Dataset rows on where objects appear
--*--
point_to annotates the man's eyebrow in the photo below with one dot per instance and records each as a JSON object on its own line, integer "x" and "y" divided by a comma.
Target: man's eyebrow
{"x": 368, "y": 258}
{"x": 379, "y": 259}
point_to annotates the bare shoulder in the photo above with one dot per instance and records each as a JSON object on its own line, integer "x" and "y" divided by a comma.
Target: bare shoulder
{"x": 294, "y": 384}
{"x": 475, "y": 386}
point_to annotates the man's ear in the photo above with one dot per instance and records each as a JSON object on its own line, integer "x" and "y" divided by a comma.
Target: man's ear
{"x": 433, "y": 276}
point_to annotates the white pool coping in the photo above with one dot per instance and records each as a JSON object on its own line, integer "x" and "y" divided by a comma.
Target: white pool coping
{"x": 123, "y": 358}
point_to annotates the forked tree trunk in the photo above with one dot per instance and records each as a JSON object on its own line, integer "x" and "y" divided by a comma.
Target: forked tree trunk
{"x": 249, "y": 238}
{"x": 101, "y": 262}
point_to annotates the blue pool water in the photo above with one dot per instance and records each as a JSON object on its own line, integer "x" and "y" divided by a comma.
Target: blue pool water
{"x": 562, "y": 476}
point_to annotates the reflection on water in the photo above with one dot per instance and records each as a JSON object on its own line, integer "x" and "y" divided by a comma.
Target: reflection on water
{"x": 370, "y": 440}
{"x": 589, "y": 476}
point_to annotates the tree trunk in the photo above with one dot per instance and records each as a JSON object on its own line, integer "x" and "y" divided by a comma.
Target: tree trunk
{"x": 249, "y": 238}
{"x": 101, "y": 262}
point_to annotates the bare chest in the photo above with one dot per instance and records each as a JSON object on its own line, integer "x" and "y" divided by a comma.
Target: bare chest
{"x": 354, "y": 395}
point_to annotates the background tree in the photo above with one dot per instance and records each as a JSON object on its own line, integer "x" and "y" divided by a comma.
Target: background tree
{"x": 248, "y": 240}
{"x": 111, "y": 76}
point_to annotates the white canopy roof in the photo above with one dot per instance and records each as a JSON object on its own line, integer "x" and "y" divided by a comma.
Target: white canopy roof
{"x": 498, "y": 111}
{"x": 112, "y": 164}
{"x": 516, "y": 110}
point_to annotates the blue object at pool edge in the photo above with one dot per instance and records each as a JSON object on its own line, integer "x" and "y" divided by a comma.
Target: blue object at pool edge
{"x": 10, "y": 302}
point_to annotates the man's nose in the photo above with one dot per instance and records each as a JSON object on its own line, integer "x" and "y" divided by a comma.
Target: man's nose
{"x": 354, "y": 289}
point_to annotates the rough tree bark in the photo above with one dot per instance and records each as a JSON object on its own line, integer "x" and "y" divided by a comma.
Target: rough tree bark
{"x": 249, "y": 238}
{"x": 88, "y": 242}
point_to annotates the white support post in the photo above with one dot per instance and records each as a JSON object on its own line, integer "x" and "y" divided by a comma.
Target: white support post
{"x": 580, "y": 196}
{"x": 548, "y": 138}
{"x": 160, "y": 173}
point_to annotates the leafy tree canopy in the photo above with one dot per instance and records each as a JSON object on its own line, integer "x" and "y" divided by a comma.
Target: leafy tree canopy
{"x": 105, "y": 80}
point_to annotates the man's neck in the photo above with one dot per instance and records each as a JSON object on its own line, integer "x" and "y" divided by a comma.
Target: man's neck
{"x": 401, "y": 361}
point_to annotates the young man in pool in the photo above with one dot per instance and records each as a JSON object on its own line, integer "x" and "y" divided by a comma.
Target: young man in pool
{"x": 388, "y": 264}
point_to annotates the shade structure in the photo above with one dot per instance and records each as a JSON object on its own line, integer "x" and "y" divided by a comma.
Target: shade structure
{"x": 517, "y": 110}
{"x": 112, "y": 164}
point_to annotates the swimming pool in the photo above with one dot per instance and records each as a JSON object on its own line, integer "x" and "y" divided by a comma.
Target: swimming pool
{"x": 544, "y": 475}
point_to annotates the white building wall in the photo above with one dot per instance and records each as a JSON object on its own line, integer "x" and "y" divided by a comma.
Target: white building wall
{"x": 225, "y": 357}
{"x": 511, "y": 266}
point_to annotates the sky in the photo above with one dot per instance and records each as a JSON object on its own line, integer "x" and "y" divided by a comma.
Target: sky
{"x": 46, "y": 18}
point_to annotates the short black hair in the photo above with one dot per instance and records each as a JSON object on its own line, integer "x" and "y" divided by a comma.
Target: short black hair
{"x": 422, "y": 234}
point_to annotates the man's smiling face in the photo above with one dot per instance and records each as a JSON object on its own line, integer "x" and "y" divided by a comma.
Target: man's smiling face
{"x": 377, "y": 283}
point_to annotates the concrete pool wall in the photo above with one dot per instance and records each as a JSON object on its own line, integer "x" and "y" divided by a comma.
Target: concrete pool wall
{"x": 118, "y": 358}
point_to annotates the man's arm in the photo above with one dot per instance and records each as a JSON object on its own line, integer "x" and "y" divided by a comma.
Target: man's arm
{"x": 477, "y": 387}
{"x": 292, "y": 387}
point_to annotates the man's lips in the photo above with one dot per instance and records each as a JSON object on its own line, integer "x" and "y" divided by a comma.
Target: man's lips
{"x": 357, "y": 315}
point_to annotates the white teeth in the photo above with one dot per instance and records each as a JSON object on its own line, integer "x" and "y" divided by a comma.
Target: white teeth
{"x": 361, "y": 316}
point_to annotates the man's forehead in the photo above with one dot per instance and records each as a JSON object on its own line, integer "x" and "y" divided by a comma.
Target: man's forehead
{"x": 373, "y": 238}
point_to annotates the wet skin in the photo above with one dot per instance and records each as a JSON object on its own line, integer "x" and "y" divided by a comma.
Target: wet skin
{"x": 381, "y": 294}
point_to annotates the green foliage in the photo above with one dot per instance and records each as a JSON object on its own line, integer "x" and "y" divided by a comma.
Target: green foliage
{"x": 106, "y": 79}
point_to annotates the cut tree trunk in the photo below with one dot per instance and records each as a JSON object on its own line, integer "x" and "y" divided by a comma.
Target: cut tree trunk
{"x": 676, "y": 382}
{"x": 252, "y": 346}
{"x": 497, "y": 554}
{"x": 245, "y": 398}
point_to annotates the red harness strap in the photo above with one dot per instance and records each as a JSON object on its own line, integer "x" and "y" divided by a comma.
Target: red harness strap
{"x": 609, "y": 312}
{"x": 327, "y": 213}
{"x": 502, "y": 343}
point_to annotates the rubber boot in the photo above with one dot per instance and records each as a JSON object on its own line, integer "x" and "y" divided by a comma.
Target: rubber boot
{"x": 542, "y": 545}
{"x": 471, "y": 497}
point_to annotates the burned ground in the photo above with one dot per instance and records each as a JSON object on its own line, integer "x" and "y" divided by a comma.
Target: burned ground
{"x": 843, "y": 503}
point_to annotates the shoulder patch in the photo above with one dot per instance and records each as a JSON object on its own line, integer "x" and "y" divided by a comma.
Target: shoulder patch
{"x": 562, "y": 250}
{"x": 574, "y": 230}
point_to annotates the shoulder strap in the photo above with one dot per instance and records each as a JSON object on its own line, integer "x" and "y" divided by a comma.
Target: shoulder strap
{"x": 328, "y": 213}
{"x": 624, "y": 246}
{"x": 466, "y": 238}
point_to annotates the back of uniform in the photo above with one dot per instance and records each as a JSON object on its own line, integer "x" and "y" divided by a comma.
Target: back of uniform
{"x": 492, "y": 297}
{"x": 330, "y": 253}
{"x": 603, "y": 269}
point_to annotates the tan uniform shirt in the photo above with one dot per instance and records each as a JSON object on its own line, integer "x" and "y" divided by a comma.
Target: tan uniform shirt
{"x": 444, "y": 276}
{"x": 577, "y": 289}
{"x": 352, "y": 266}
--*--
Instructions for the task:
Could you copy every one of the records above, line for line, without changing anything?

Output below:
point_to annotates the man's eyebrow in the photo below with one dot per instance and records each as a JSON object on its own line, integer "x" and "y" divided by a comma.
Target: man's eyebrow
{"x": 368, "y": 258}
{"x": 379, "y": 259}
point_to annotates the bare shoulder in the photo above with one dot per instance and records each as a JSON object on its own line, integer "x" and "y" divided by a comma.
Target: bare shoulder
{"x": 294, "y": 384}
{"x": 475, "y": 386}
point_to annotates the man's ear in the photo above with one dot per instance and records each as a JSON object on its own line, integer "x" and "y" divided by a comma.
Target: man's ear
{"x": 433, "y": 276}
point_to annotates the white pool coping in the photo above with one dot per instance and records each as a JSON object on its own line, integer "x" and "y" divided by a comma.
Target: white pool coping
{"x": 123, "y": 358}
point_to annotates the forked tree trunk in the photo above with one dot per instance and records each as a JSON object on its own line, integer "x" and "y" divided by a comma.
Target: forked tree trunk
{"x": 249, "y": 238}
{"x": 101, "y": 262}
point_to annotates the blue pool water in the photo above with one dot per instance and records each as a JSON object on its own line, integer "x" and "y" divided by a comma.
Target: blue pool water
{"x": 562, "y": 476}
point_to annotates the reflection on water in the photo above with one dot per instance and records each as a JSON object on its own line, integer "x" and "y" divided by a comma.
Target: reflection on water
{"x": 370, "y": 440}
{"x": 589, "y": 476}
point_to annotates the tree trunk in the photo above with one dot per instance and records each as a JSON object on its own line, integer "x" and "y" divided by a comma.
Target: tree trunk
{"x": 249, "y": 238}
{"x": 101, "y": 262}
point_to annotates the bare chest in the photo above with one dot per instance and records each as a JSON object on its own line, integer "x" and "y" divided by a comma.
Target: bare chest
{"x": 354, "y": 395}
point_to annotates the background tree in the photo above with one dot per instance and records each as a JSON object on its own line, integer "x" and "y" divided by a comma.
Target: background tree
{"x": 248, "y": 240}
{"x": 111, "y": 76}
point_to annotates the white canopy roof in the photo above with one dot per instance and records each as a JSON object on its own line, integer "x" and "y" divided by a comma.
Target: white canopy roof
{"x": 498, "y": 111}
{"x": 112, "y": 164}
{"x": 516, "y": 110}
point_to annotates the blue object at pool edge in the photo above with one dot per instance and records each as a JSON object on its own line, integer "x" and "y" divided by a comma.
Target: blue object at pool edge
{"x": 10, "y": 302}
point_to annotates the man's nose in the photo above with one dot per instance and records each as a JSON object on its own line, integer "x" and "y" divided by a comma.
Target: man's nose
{"x": 354, "y": 289}
point_to annotates the rough tree bark in the photo above with one dot per instance and records each as a JSON object on its own line, integer "x" and "y" divided by a comma.
Target: rough tree bark
{"x": 249, "y": 238}
{"x": 88, "y": 242}
point_to annotates the white support post in the photo above with one dot per instance and records each as a JSON object on its own line, integer "x" and "y" divided by a comma.
Target: white support post
{"x": 580, "y": 196}
{"x": 548, "y": 138}
{"x": 160, "y": 173}
point_to annotates the leafy tree canopy in the photo above with one dot per instance and records each as a JSON object on its own line, integer "x" and "y" divided by a comma.
Target: leafy tree canopy
{"x": 105, "y": 80}
point_to annotates the man's neck in the photo above with one dot per instance and records each as a JSON object on its own line, integer "x" and "y" divided by a comma.
Target: man's neck
{"x": 401, "y": 361}
point_to annotates the young man in pool in the photo above with one dot per instance and records each as a JSON object on its own line, integer "x" and "y" divided by a comma.
Target: young man in pool
{"x": 388, "y": 264}
point_to annotates the shade structure in the photo above with one dot per instance and records each as a JSON object on its own line, integer "x" and "y" divided by a comma.
Target: shade structure
{"x": 517, "y": 110}
{"x": 112, "y": 164}
point_to annotates the swimming pool in the photo above with one dot per instance and records each as a JSON object on its own line, integer "x" and "y" divided by a comma.
Target: swimming pool
{"x": 544, "y": 475}
point_to annotates the white building wall in the photo above with one dot per instance and records each as a JSON object on its own line, integer "x" and "y" divided by a comma.
Target: white building wall
{"x": 225, "y": 357}
{"x": 511, "y": 266}
point_to annotates the sky in the photo above with one dot per instance and records each as a JSON object on its own line, integer "x" and "y" divided by a comma.
Target: sky
{"x": 46, "y": 18}
point_to annotates the short black hair in the photo above with one dot per instance and records each as a JSON object on its own line, integer "x" and "y" divided by a comma.
Target: short black hair
{"x": 422, "y": 234}
point_to annotates the man's smiling face in the photo above with one dot per instance and records each as a JSON object on its own line, integer "x" and "y" divided by a comma.
Target: man's smiling face
{"x": 377, "y": 283}
point_to annotates the concrete pool wall in the photo above with one dot per instance and records each as a JSON object on its own line, integer "x" and "y" divided by a comma.
Target: concrete pool wall
{"x": 118, "y": 358}
point_to annotates the man's arm in the photo above with one dot per instance and records each as a JSON object on its own line, integer "x" and "y" divided by a comma.
Target: man's arm
{"x": 477, "y": 387}
{"x": 292, "y": 387}
point_to annotates the man's lips in the photo above with one dot per instance and records each as a JSON object on its own line, integer "x" and "y" divided by a comma.
Target: man's lips
{"x": 357, "y": 315}
point_to annotates the white teeth in the photo above with one dot per instance and records each as a JSON object on its own line, integer "x" and "y" divided by a comma.
Target: white teeth
{"x": 361, "y": 316}
point_to annotates the man's forehead in the photo above with one dot per instance and records each as a JSON object on its own line, integer "x" and "y" divided by a comma.
Target: man's forehead
{"x": 373, "y": 238}
point_to annotates the wet skin in the photo above with one dot per instance and records each as a JSON object on its own line, integer "x" and "y" divided by a comma.
Target: wet skin
{"x": 381, "y": 294}
point_to annotates the green foliage in the photo above with one dot per instance and records each as a JSON object on its own line, integer "x" and "y" divided by a comma.
Target: green foliage
{"x": 106, "y": 79}
point_to annotates the cut tree trunk in the photo below with one dot per instance and records each as a JSON object on its own line, integer "x" and "y" divided by a comma.
Target: cut tree trunk
{"x": 676, "y": 382}
{"x": 252, "y": 346}
{"x": 497, "y": 554}
{"x": 245, "y": 398}
point_to annotates the red harness strap in the photo above with one dot per instance and records each as a JSON object on its own line, integer "x" and "y" divided by a comma.
Target: red harness strap
{"x": 609, "y": 312}
{"x": 327, "y": 213}
{"x": 502, "y": 343}
point_to annotates the rubber boot in the photo above with one dot per instance and records each as a JSON object on its own line, integer "x" and "y" divided by a comma.
Target: rubber boot
{"x": 542, "y": 545}
{"x": 471, "y": 497}
point_to annotates the burned ground in the photo above with one dot per instance and records each as a JSON object on its own line, integer "x" and "y" divided by a comma.
Target: burned ground
{"x": 843, "y": 503}
point_to annotates the shoulder patch in the photo above with one dot per instance and records each as a JSON object on its own line, integer "x" and "y" divided by a comma.
Target: shoulder patch
{"x": 562, "y": 250}
{"x": 574, "y": 230}
point_to annotates the shoulder strap in the photo above with one dot per instance and records each as a JSON object on its own line, integer "x" and "y" divided by a comma.
Target: shoulder strap
{"x": 328, "y": 213}
{"x": 624, "y": 246}
{"x": 466, "y": 238}
point_to annotates the back of uniform in the photo above with one dot per instance and records each as a JSON object on its own line, integer "x" and "y" divided by a comma.
Target: back of uniform
{"x": 492, "y": 297}
{"x": 330, "y": 253}
{"x": 603, "y": 269}
point_to annotates the tan uniform shirt in the photo above with one dot per instance and records each as a JSON object on its own line, integer "x" and "y" divided by a comma.
Target: tan uniform shirt
{"x": 444, "y": 276}
{"x": 577, "y": 289}
{"x": 352, "y": 266}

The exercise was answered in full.